[Text-to-region grounding data]
● ● ● ● ●
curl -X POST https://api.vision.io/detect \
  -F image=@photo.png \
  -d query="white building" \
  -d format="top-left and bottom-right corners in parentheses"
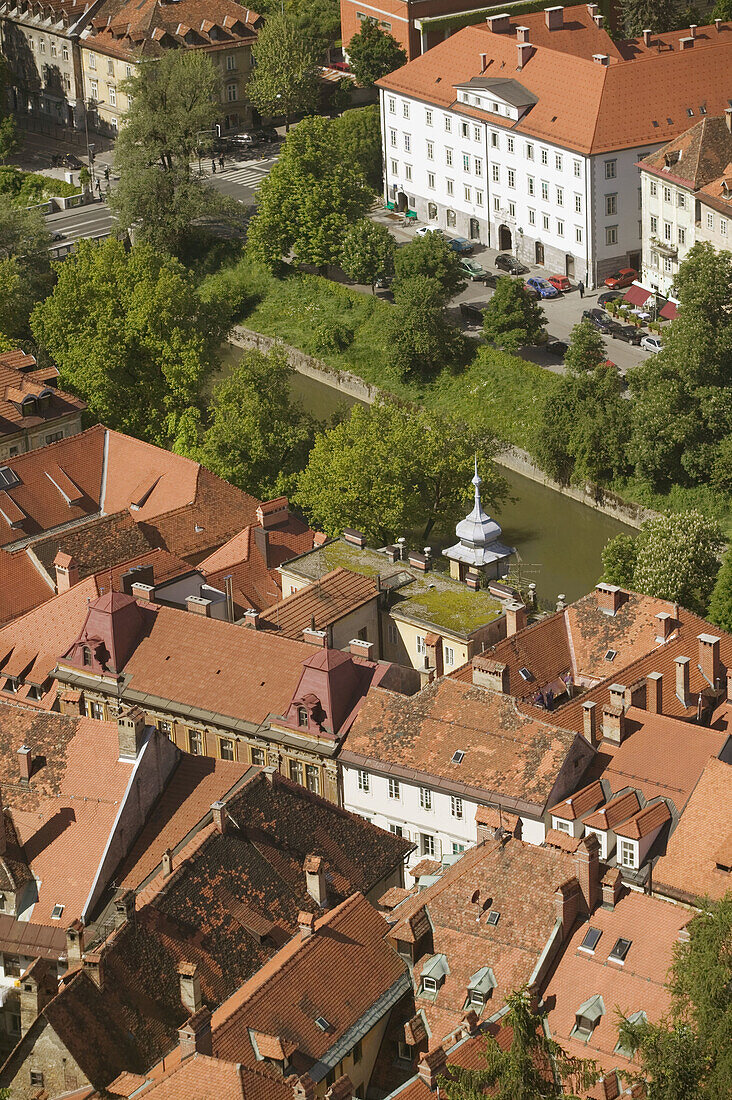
top-left (377, 6), bottom-right (732, 286)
● ● ● ● ●
## TASK OBJECTIVE
Write the entries out in full and exactly, omitting every picture.

## TASK SOLUTION
curl -X POST https://api.vision.io/detect \
  -F image=@photo.png \
  -d query="white building" \
  -d format="top-left and bottom-right corners in parentheses"
top-left (377, 6), bottom-right (732, 286)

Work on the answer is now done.